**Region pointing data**
══════════════════════════════

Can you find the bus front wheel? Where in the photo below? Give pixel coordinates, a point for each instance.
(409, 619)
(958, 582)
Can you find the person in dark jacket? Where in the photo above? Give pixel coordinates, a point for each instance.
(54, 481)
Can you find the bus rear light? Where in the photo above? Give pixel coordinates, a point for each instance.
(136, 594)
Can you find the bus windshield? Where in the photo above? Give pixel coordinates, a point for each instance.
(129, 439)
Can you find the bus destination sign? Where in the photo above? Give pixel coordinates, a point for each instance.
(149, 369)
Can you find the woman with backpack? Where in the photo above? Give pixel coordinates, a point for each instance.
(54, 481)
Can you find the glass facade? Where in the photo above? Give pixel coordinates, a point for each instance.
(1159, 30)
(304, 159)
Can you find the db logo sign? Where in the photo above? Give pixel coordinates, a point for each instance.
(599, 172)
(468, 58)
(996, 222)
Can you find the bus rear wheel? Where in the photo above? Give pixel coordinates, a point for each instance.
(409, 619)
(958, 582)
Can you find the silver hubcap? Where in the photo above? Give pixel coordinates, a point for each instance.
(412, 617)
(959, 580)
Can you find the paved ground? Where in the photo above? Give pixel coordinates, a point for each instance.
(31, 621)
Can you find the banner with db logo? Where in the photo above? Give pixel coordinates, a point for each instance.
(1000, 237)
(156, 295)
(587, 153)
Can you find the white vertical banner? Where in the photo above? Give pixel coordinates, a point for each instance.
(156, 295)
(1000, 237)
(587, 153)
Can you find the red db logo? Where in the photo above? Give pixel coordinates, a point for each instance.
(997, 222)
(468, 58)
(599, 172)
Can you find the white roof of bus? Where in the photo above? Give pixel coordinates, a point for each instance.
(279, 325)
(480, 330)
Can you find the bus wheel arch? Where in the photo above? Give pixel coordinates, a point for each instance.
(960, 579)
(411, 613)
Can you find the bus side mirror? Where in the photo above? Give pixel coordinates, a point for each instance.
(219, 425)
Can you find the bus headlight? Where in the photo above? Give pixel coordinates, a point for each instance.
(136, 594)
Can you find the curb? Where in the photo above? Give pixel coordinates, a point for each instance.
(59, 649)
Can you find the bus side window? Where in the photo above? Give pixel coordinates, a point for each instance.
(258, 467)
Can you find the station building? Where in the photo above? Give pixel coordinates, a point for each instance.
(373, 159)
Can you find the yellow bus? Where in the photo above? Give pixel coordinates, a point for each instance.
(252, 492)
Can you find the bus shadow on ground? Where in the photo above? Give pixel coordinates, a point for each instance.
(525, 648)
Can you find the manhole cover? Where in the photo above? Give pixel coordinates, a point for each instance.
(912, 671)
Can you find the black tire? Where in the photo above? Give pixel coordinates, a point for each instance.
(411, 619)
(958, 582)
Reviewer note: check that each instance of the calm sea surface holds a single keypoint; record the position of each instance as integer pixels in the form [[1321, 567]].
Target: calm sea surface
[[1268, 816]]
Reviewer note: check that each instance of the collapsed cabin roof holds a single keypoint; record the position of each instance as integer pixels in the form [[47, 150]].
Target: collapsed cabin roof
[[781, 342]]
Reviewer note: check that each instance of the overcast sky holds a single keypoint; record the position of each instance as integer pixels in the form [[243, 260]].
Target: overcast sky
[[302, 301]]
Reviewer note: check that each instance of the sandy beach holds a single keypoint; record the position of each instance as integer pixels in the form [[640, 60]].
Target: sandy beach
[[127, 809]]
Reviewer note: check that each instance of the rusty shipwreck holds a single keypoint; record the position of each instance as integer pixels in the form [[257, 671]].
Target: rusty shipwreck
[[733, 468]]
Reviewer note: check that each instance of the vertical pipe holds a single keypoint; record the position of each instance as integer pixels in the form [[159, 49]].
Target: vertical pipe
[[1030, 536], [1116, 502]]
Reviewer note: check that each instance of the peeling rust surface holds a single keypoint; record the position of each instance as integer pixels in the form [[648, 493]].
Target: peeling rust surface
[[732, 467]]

══════════════════════════════

**Problem to work on**
Please restate, exactly as written, the line that holds "Can you find the manhole" and all remaining lines of the data above, and only those.

**Answer section**
Can you find the manhole cover? Where in the photo above? Give pixel coordinates, a point for each instance.
(912, 671)
Can you find the black tire? Where in the photo above? Give pixel coordinates, a point for each instance.
(411, 619)
(958, 582)
Reviewer note: check that each instance of the calm sea surface holds a single keypoint; record the position of each instance as integer pixels in the form [[1321, 567]].
Target: calm sea surface
[[1268, 816]]
Reviewer note: check that each instance of the collapsed cabin roof holds a single keypoint; record the position of each instance as integer pixels in the form [[47, 150]].
Target: collapsed cabin roof
[[781, 342]]
Reviewer note: check that each instance of the overcast sky holds a single keypoint; record the position of each instance as integer pixels in the form [[243, 260]].
Target: overcast sky
[[302, 301]]
Reviewer note: check that each instance of the sandy beach holds a single keypoint; record the position of each instance as integer pixels in the form [[640, 60]].
Target: sandy beach
[[127, 809]]
Reviewer note: check that each instance of the rusty shipwreck holds a single keypoint; record the position of each instance as integer pixels in the form [[257, 671]].
Target: rusty shipwreck
[[733, 468]]
Reviewer note: check that each instance of the vertical pipe holds a single keypoint; record the position of each instance as integer pixels in the form [[159, 49]].
Target: vertical pipe
[[1030, 536], [1116, 502]]
Reviewer note: check that each instance of the peeling rust surface holds a single keypoint; record the position of each instance as integer pixels in the form [[648, 493]].
Target: peeling rust surface
[[732, 467]]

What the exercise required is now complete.